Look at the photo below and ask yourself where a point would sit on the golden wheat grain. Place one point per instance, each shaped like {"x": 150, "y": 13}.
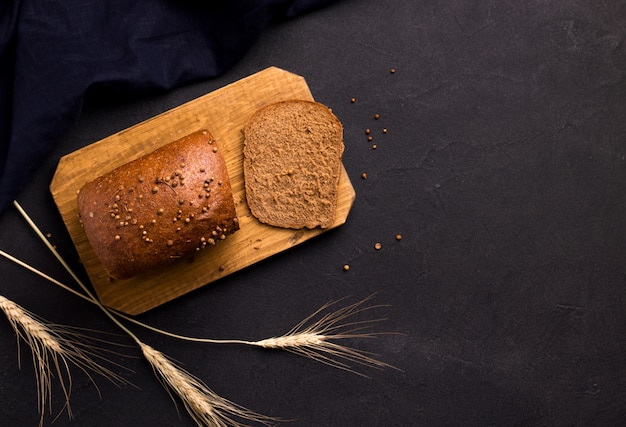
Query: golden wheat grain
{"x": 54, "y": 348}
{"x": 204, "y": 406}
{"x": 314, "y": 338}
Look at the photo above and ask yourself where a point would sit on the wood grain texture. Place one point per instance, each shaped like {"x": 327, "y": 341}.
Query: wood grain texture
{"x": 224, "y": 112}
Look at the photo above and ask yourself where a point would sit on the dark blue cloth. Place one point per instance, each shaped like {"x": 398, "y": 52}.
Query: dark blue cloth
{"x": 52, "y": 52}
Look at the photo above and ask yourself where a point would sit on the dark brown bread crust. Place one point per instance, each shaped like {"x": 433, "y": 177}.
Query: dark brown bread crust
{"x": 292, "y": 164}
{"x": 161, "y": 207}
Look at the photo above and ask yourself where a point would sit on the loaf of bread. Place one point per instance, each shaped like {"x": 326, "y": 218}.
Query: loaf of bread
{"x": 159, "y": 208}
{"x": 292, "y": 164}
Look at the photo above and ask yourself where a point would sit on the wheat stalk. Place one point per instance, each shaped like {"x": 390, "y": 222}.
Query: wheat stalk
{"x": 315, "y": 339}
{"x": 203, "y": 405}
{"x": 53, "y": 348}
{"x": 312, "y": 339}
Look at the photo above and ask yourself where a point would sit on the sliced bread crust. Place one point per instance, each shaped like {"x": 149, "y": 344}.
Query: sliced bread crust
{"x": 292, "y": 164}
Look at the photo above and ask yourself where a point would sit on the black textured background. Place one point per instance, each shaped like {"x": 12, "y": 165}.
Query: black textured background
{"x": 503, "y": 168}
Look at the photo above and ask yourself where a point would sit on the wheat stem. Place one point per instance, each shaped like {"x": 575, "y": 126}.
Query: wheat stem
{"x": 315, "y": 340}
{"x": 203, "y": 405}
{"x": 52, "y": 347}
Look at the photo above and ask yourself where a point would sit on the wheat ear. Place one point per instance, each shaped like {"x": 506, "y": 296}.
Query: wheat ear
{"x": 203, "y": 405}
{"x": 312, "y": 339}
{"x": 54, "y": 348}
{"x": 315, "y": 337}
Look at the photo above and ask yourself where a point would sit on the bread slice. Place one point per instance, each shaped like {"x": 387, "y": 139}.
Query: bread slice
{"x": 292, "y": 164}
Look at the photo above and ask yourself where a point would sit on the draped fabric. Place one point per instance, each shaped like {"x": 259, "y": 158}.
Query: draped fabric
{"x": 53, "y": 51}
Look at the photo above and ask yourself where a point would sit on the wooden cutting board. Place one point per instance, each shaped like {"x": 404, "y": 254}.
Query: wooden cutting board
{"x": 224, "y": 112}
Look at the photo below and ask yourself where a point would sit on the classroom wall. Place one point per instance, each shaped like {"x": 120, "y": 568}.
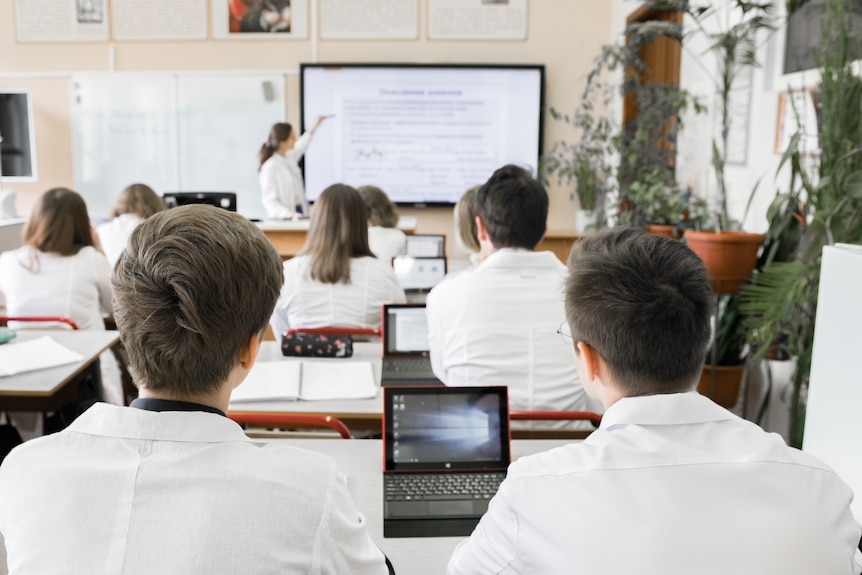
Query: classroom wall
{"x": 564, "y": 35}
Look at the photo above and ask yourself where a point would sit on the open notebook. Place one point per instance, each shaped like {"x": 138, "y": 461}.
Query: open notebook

• • • •

**About this exercise:** In the records above, find the lines holding "open". Copy each one.

**Result of the exercise:**
Look at the photo above and ask yourself where a point would sit on the open notebook. Place one point per instance, each shaped like {"x": 138, "y": 461}.
Query: open notebook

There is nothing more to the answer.